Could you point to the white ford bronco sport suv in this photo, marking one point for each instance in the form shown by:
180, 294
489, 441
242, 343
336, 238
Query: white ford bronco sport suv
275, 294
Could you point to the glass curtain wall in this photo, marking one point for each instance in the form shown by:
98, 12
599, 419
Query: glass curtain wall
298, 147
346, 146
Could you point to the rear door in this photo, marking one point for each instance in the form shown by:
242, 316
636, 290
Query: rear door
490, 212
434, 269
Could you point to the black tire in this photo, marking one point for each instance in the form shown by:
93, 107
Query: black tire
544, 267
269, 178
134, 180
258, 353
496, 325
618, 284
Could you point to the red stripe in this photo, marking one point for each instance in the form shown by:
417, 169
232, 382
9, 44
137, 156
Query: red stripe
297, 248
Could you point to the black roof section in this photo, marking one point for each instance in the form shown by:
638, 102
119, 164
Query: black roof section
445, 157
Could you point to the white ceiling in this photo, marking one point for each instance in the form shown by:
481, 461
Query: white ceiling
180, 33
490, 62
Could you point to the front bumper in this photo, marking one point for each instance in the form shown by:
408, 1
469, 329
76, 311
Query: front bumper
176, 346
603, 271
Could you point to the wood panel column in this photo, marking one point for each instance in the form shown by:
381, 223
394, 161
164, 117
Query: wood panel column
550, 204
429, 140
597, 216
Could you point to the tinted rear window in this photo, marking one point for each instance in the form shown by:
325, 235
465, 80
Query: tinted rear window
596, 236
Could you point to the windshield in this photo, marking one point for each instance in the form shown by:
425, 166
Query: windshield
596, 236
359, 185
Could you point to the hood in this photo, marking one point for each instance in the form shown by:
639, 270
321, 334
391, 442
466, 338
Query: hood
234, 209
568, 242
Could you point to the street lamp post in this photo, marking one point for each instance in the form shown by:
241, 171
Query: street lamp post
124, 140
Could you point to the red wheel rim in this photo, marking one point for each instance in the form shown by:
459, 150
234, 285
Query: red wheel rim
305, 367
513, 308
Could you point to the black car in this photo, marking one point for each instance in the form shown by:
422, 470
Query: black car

■ ■ ■ ■ ■ ■ ■

AIM
Output, unchanged, the lines from the line with "Could you point to the wood" through the final line of the material.

THE COMPLETED TASK
Could you point to the wood panel column in this photo, marking one point for each instance in the form shown by:
381, 223
394, 161
164, 117
Query: wood panel column
550, 204
429, 140
597, 216
Could you point to the tinted rear window in this photo, marking one point for each instance in the form shown by:
325, 235
465, 80
Query: tinted rear window
596, 236
Could you point to the windshield in this photo, marking one point for each instance in the form shown by:
425, 166
Query: windshield
596, 236
359, 185
Could you point to the hood in this photo, marking one point for each instance in the form shown by:
639, 270
321, 334
391, 442
466, 338
Query: hood
234, 209
568, 242
Could you point to the street lamp post in this photo, marking one point for each instance in the form shown by:
241, 171
Query: street lamp post
124, 140
Could you point to the red wheel rim in this photo, marking one point for each instance in the form shown by:
459, 150
234, 285
Query: red wheel rim
305, 367
513, 308
Could you point to the black car in this photo, marking one point for each instance in the form shown by:
422, 470
Query: black car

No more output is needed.